→ **WHAT YOU SHOULD DO**: Can you render the entries from their first line through the line containing "M 86 211 L 127", both ends included, as a Markdown table with the columns Row and Line, skipping blank lines?
━━━ MATERIAL PROVIDED ━━━
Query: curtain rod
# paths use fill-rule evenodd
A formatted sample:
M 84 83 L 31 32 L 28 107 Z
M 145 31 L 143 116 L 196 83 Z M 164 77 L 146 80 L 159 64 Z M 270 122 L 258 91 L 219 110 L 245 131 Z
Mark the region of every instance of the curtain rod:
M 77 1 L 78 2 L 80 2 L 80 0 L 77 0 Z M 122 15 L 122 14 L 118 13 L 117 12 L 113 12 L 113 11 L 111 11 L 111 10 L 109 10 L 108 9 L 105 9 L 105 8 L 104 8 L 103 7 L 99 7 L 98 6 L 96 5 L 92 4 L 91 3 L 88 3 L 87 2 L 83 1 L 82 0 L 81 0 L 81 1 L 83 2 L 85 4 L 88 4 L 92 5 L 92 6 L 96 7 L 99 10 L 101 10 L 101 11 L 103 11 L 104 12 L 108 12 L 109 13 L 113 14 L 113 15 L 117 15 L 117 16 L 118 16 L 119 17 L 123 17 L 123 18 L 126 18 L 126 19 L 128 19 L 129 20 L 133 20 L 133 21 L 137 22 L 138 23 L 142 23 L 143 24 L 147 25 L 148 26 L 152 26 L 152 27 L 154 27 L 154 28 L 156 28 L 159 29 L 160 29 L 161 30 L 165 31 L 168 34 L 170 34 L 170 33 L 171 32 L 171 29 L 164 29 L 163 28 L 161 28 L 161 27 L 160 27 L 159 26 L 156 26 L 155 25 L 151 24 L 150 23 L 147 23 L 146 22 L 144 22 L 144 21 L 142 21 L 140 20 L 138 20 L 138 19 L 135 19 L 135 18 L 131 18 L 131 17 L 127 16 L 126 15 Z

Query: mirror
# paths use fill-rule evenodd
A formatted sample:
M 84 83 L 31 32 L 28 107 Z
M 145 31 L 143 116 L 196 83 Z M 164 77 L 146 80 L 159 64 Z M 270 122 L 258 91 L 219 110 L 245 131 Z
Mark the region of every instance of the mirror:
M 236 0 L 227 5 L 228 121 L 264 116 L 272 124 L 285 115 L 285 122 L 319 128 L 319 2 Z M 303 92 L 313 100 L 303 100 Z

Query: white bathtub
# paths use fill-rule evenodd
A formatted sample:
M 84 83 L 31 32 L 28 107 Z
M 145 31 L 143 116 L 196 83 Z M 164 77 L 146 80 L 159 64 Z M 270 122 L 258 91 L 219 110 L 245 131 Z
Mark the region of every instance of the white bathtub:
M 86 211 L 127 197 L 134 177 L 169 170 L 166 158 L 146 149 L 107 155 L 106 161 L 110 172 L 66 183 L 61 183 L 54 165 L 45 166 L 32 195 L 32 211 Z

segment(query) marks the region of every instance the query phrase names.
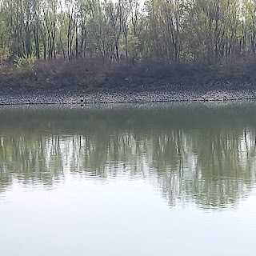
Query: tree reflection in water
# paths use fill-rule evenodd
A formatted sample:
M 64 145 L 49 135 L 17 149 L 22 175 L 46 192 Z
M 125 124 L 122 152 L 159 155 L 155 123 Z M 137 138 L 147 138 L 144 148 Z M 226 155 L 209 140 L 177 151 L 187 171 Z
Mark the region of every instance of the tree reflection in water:
M 256 106 L 2 108 L 0 191 L 66 174 L 147 179 L 170 206 L 235 206 L 255 184 Z M 254 121 L 255 120 L 255 121 Z

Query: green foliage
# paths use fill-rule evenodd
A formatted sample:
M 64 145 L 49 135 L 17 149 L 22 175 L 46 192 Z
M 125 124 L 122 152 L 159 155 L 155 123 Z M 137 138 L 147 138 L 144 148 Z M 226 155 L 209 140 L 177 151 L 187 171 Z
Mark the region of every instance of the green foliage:
M 34 63 L 36 61 L 35 56 L 26 56 L 18 57 L 14 58 L 14 65 L 17 70 L 21 72 L 32 72 L 34 68 Z
M 119 50 L 170 62 L 250 56 L 255 13 L 253 0 L 2 0 L 0 62 L 33 54 L 110 61 Z M 31 70 L 26 58 L 18 66 Z

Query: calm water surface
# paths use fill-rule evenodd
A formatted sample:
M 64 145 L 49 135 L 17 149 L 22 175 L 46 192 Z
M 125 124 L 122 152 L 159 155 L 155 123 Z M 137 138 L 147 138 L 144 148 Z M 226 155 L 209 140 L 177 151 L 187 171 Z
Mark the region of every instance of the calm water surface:
M 0 108 L 0 255 L 254 255 L 256 103 Z

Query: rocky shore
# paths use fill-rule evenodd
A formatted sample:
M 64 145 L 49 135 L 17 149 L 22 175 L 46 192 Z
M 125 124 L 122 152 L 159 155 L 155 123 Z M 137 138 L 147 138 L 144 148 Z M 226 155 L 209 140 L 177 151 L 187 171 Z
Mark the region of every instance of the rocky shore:
M 40 62 L 0 75 L 0 105 L 256 99 L 256 61 L 241 65 Z
M 216 102 L 256 99 L 255 90 L 210 91 L 151 91 L 86 93 L 74 91 L 6 92 L 0 94 L 0 105 L 90 104 L 157 102 Z

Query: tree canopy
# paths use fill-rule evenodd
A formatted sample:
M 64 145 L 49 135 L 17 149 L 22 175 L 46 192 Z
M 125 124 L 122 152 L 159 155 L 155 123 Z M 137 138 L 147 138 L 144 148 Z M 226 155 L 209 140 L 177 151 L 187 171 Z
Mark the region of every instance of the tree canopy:
M 254 0 L 1 0 L 0 59 L 246 57 L 255 23 Z

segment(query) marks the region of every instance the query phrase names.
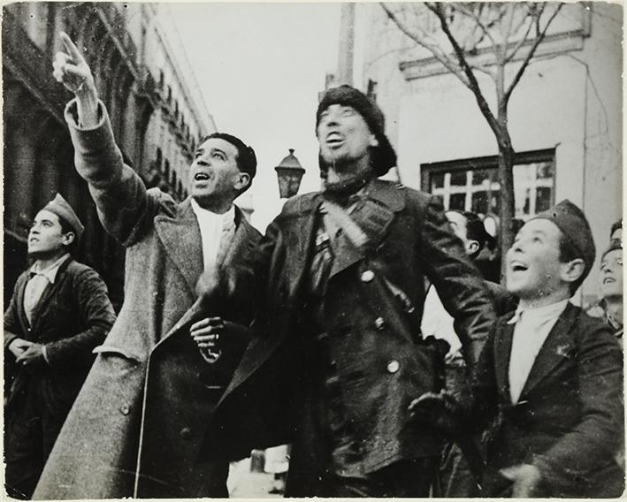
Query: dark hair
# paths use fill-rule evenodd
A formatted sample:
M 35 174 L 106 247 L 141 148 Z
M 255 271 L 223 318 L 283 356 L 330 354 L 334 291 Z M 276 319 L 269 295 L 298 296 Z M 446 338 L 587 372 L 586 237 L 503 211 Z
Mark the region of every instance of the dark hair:
M 255 155 L 255 150 L 247 146 L 240 138 L 233 136 L 233 134 L 227 134 L 226 133 L 213 133 L 209 136 L 206 136 L 203 142 L 211 138 L 217 138 L 218 140 L 224 140 L 231 143 L 237 149 L 237 158 L 235 162 L 237 163 L 237 169 L 241 172 L 245 172 L 250 176 L 250 182 L 248 186 L 244 188 L 241 193 L 246 192 L 253 183 L 253 178 L 256 174 L 256 156 Z
M 472 211 L 449 209 L 447 212 L 457 213 L 466 218 L 466 239 L 476 240 L 479 245 L 477 251 L 470 255 L 470 258 L 474 260 L 477 256 L 478 256 L 479 253 L 481 253 L 481 250 L 486 246 L 486 243 L 492 240 L 492 237 L 486 231 L 484 222 L 477 213 L 473 213 Z
M 58 218 L 58 223 L 61 225 L 61 232 L 63 233 L 72 232 L 74 234 L 74 240 L 66 247 L 67 247 L 67 252 L 70 253 L 70 255 L 72 255 L 73 256 L 75 256 L 76 253 L 78 253 L 78 250 L 79 250 L 79 236 L 76 233 L 76 230 L 74 230 L 74 228 L 69 223 L 67 223 L 64 218 L 62 218 L 57 213 L 53 213 L 53 214 Z
M 560 262 L 562 263 L 568 263 L 577 259 L 581 259 L 585 262 L 584 255 L 577 251 L 577 246 L 572 243 L 569 236 L 560 230 Z M 569 285 L 570 296 L 575 294 L 577 290 L 585 280 L 587 275 L 587 272 L 584 270 L 581 276 L 579 276 L 579 278 Z
M 612 239 L 612 235 L 614 234 L 615 232 L 616 232 L 619 228 L 623 228 L 623 218 L 619 219 L 617 222 L 615 222 L 612 224 L 612 228 L 609 229 L 609 239 Z

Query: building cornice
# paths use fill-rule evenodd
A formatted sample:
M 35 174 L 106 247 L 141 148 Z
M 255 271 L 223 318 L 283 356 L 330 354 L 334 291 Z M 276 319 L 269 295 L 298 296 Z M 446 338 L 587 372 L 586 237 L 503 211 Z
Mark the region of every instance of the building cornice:
M 581 29 L 547 35 L 542 43 L 538 46 L 534 58 L 582 50 L 584 37 L 589 32 L 585 27 L 582 27 Z M 510 43 L 509 48 L 513 49 L 516 43 Z M 522 61 L 529 53 L 532 41 L 524 43 L 510 63 Z M 451 55 L 451 57 L 454 56 Z M 467 58 L 470 66 L 486 67 L 496 64 L 491 47 L 478 49 L 475 54 L 467 56 Z M 408 81 L 450 73 L 450 71 L 433 57 L 401 61 L 399 69 Z

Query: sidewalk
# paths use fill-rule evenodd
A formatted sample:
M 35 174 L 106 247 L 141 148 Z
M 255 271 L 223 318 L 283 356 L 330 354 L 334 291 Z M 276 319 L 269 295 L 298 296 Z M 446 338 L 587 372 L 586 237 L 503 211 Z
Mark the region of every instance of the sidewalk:
M 280 495 L 269 493 L 273 475 L 263 472 L 250 472 L 250 458 L 232 462 L 228 476 L 228 490 L 232 498 L 277 498 Z

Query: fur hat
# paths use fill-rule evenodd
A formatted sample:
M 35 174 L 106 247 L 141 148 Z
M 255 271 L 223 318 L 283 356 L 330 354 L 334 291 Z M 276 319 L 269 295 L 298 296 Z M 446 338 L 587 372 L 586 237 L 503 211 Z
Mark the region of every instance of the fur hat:
M 43 209 L 56 214 L 60 219 L 69 224 L 76 234 L 76 241 L 80 240 L 80 236 L 83 234 L 85 227 L 80 223 L 79 217 L 76 216 L 74 209 L 61 196 L 61 194 L 57 194 L 55 198 L 48 202 Z
M 575 247 L 577 254 L 584 260 L 585 269 L 583 277 L 585 278 L 594 263 L 596 251 L 593 232 L 584 211 L 568 199 L 564 199 L 531 219 L 539 218 L 552 221 L 562 231 L 569 244 Z
M 386 136 L 386 119 L 383 112 L 375 103 L 355 87 L 340 86 L 339 87 L 330 88 L 325 93 L 316 111 L 317 133 L 322 112 L 332 104 L 353 107 L 363 118 L 371 133 L 377 138 L 378 146 L 371 147 L 372 166 L 376 176 L 383 176 L 396 165 L 396 152 L 394 152 L 387 136 Z M 326 166 L 323 165 L 322 158 L 319 158 L 319 164 L 321 170 L 326 170 Z

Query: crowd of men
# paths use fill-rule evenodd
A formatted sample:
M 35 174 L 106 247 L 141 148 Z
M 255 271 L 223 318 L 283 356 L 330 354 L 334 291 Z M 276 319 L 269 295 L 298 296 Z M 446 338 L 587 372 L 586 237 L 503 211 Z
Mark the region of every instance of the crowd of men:
M 4 316 L 10 495 L 228 497 L 232 460 L 287 444 L 290 497 L 623 493 L 622 227 L 600 318 L 570 301 L 596 254 L 569 201 L 520 229 L 507 289 L 486 281 L 480 218 L 381 179 L 396 164 L 384 116 L 341 86 L 315 116 L 321 190 L 262 236 L 233 204 L 252 148 L 211 134 L 188 199 L 147 190 L 61 39 L 75 167 L 126 248 L 125 300 L 114 319 L 72 258 L 82 225 L 57 195 Z

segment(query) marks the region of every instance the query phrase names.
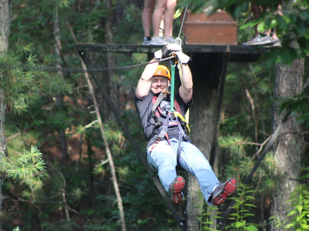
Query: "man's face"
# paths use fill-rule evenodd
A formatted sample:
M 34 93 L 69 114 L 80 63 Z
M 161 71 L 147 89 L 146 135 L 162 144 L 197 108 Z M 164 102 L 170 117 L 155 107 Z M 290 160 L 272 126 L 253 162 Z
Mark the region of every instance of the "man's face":
M 167 78 L 164 76 L 153 76 L 151 78 L 150 90 L 154 94 L 166 91 L 169 84 Z

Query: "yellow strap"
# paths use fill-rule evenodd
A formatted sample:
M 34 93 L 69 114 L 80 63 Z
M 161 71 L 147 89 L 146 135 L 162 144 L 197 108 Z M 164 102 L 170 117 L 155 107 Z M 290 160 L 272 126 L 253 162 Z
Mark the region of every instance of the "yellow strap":
M 182 116 L 181 114 L 180 114 L 178 111 L 174 111 L 174 116 L 175 117 L 178 117 L 178 118 L 180 119 L 183 121 L 184 121 L 186 123 L 186 127 L 187 128 L 187 134 L 189 135 L 189 133 L 190 132 L 190 128 L 189 127 L 189 125 L 188 123 L 187 123 L 186 121 L 186 120 L 184 119 L 184 117 Z

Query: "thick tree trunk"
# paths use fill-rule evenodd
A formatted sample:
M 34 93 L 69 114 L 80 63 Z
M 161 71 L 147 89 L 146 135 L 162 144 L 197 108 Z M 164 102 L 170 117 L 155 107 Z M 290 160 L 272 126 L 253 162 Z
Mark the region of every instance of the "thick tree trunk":
M 290 66 L 282 64 L 277 65 L 274 97 L 287 97 L 300 93 L 303 85 L 304 61 L 295 61 Z M 278 114 L 278 107 L 274 105 L 273 129 L 277 127 L 284 116 Z M 276 170 L 273 180 L 275 185 L 271 200 L 271 213 L 281 223 L 286 218 L 291 195 L 298 184 L 293 179 L 299 176 L 300 156 L 303 152 L 302 136 L 301 126 L 295 123 L 295 115 L 290 116 L 274 145 Z M 276 227 L 273 223 L 272 231 L 281 231 L 282 227 Z M 291 229 L 291 230 L 292 229 Z
M 0 53 L 4 52 L 9 44 L 10 26 L 11 18 L 11 2 L 9 0 L 0 0 Z M 1 54 L 0 54 L 1 55 Z M 0 78 L 2 77 L 0 75 Z M 4 137 L 5 111 L 6 106 L 4 103 L 5 95 L 0 89 L 0 155 L 6 155 L 6 142 Z M 0 173 L 0 211 L 2 206 L 2 186 L 4 181 L 4 173 Z M 1 227 L 0 226 L 0 230 Z
M 214 125 L 218 103 L 218 84 L 221 74 L 213 75 L 207 70 L 205 65 L 216 65 L 217 57 L 193 57 L 194 62 L 189 64 L 193 78 L 193 103 L 190 109 L 189 124 L 191 129 L 189 136 L 193 144 L 209 161 L 212 141 L 214 135 Z M 200 61 L 201 63 L 199 63 Z M 218 70 L 220 70 L 219 67 Z M 218 167 L 213 169 L 215 173 Z M 207 177 L 207 176 L 205 176 Z M 187 231 L 200 229 L 198 219 L 202 212 L 203 205 L 206 203 L 201 192 L 201 189 L 195 178 L 188 174 L 188 194 L 187 204 Z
━━━
→ **EXPECTED ANSWER**:
| Row | Line |
|---|---|
| 1 | Query: curtain rod |
| 2 | # paths use fill-rule evenodd |
| 3 | A formatted sample: |
| 4 | M 84 83 L 31 32 L 28 107 Z |
| 5 | M 145 31 L 143 116 L 196 83 Z M 164 77 L 146 80 L 159 64 Z M 270 122 L 258 91 L 219 110 L 245 131 Z |
| 6 | Mark the region of every instance of the curtain rod: |
| 7 | M 77 1 L 78 2 L 80 2 L 80 0 L 77 0 Z M 122 15 L 122 14 L 118 13 L 117 12 L 113 12 L 113 11 L 111 11 L 111 10 L 109 10 L 108 9 L 105 9 L 105 8 L 104 8 L 103 7 L 99 7 L 98 6 L 96 5 L 92 4 L 91 3 L 88 3 L 87 2 L 83 1 L 82 0 L 81 0 L 81 1 L 83 2 L 85 4 L 88 4 L 92 5 L 92 6 L 96 7 L 99 10 L 101 10 L 101 11 L 103 11 L 104 12 L 108 12 L 109 13 L 113 14 L 113 15 L 117 15 L 117 16 L 118 16 L 119 17 L 123 17 L 123 18 L 126 18 L 126 19 L 128 19 L 129 20 L 133 20 L 133 21 L 137 22 L 138 23 L 142 23 L 143 24 L 147 25 L 148 26 L 152 26 L 152 27 L 154 27 L 154 28 L 156 28 L 159 29 L 160 29 L 161 30 L 165 31 L 168 34 L 170 34 L 170 33 L 171 32 L 171 29 L 164 29 L 163 28 L 161 28 L 161 27 L 160 27 L 159 26 L 156 26 L 155 25 L 151 24 L 150 23 L 147 23 L 146 22 L 144 22 L 144 21 L 142 21 L 140 20 L 138 20 L 138 19 L 135 19 L 135 18 L 131 18 L 131 17 L 127 16 L 126 15 Z |
| 8 | Query: mirror |
| 9 | # paths use fill-rule evenodd |
| 10 | A formatted sample: |
| 11 | M 84 83 L 31 32 L 28 107 Z |
| 12 | M 145 31 L 143 116 L 196 83 Z M 164 77 L 146 80 L 159 64 Z M 270 122 L 258 91 L 219 110 L 245 131 Z |
| 13 | Mark the region of every instance of the mirror: |
| 14 | M 236 0 L 227 5 L 228 121 L 264 116 L 272 124 L 285 115 L 285 122 L 319 128 L 319 2 Z M 303 92 L 313 100 L 303 100 Z |
| 15 | Query: white bathtub |
| 16 | # paths use fill-rule evenodd |
| 17 | A formatted sample: |
| 18 | M 84 83 L 31 32 L 28 107 Z |
| 19 | M 145 31 L 143 116 L 196 83 Z M 164 77 L 146 80 L 159 64 Z M 270 122 L 258 91 L 219 110 L 245 131 Z |
| 20 | Mark the region of every instance of the white bathtub: |
| 21 | M 86 211 L 127 197 L 134 177 L 169 170 L 166 158 L 146 149 L 107 155 L 106 161 L 110 172 L 66 183 L 61 183 L 54 165 L 45 166 L 32 195 L 32 211 Z |